> **Exercise goal**:
Retype part of the multi-label dataset walkthrough below word for word, beginning at "# Format: [python, sql, aws, docker, ml, dl]" and stopping after "that BERT understands)".

> **Text provided**:

# Step 1: Simulate a Mini Multi-label Dataset

In [1]:
# Sample input sentences (like job descriptions or resume lines)
texts = [
    "Looking for a data analyst skilled in Python and SQL.",
    "We need a cloud engineer with AWS and Docker experience.",
    "This role requires machine learning and deep learning expertise.",
]

# Corresponding multi-labels (multi-hot encoded)
# Format: [python, sql, aws, docker, ml, dl]
# Why? Because multi-label = multiple '1's allowed
labels = [
    [1, 1, 0, 0, 0, 0],  # Python + SQL
    [0, 0, 1, 1, 0, 0],  # AWS + Docker
    [0, 0, 0, 0, 1, 1],  # ML + DL
]

# Step 2: Load Tokenizer and Encode Inputs

In [2]:
from transformers import AutoTokenizer

# Load BERT tokenizer (why? because it breaks input into tokens that BERT understands)
tokenizer = AutoTokenizer.from_pretrained("bert-base-uncased")

# Tokenize input text (adds input_ids and attention_masks)
# Why return_tensors="pt"? To get PyTorch tensors directly
encodings = tokenizer(texts, padding=True, truncation=True, return_tensors="pt")

# Step 3: Create a Custom Dataset

In [3]:
import torch

# Custom dataset class for multi-label task
class MultiLabelDataset(torch.utils.data.Dataset):
    def __init__(self, encodings, labels):
        self.encodings = encodings
        self.labels = torch.tensor(labels, dtype=torch.float)  # Convert list to tensor

    def __getitem__(self, idx):
        # Return one sample: input_ids, attention_mask, and its multi-hot labels
        item = {key: val[idx] for key, val in self.encodings.items()}
        item["labels"] = self.labels[idx]
        return item

    def __len__(self):
        return len(self.labels)

# Create the dataset object
dataset = MultiLabelDataset(encodings, labels)

Why?

> **Material**:

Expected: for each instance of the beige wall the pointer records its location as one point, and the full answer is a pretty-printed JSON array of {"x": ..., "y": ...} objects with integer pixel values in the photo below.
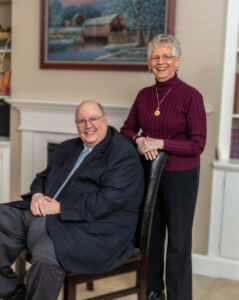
[{"x": 199, "y": 27}]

> **Response to this task**:
# Format: [python, sql, aws, docker, ml, dl]
# Why? Because multi-label = multiple '1's allowed
labels = [
    [1, 1, 0, 0, 0, 0],  # Python + SQL
    [0, 0, 1, 1, 0, 0],  # AWS + Docker
    [0, 0, 0, 0, 1, 1],  # ML + DL
]

# Step 2: Load Tokenizer and Encode Inputs

In [2]:
from transformers import AutoTokenizer

# Load BERT tokenizer (why? because it breaks input into tokens that BERT understands)